* **Required work**:
Rewrite the records below, putting "handwritten logo" in place of every "script logo" and changing nothing else. Leave the pictures out of your answer.

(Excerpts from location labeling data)
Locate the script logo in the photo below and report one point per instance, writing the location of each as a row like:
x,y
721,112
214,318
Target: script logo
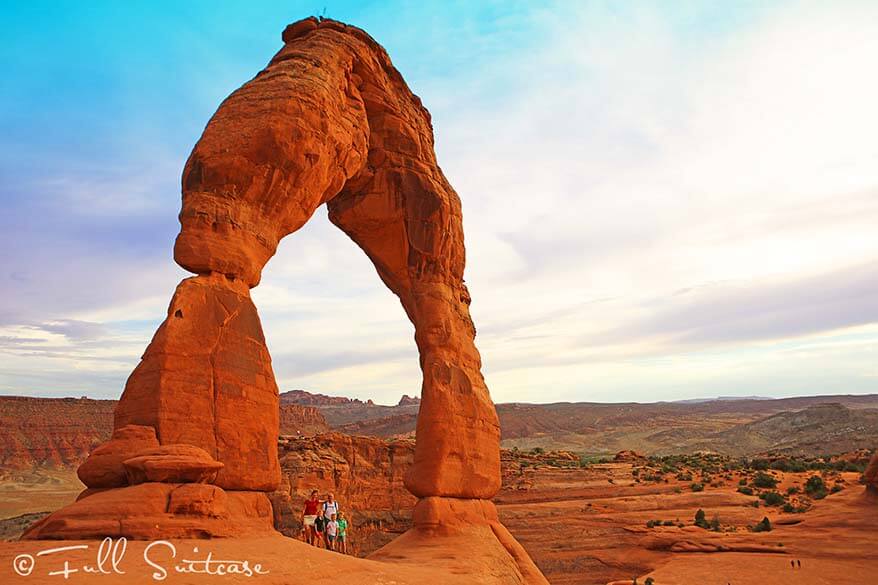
x,y
110,553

* **Solution to the exercise**:
Locate the handwritten logo in the photo below and report one point per instance, writing the location of each as a row like:
x,y
721,112
214,318
Target: handwritten logo
x,y
110,553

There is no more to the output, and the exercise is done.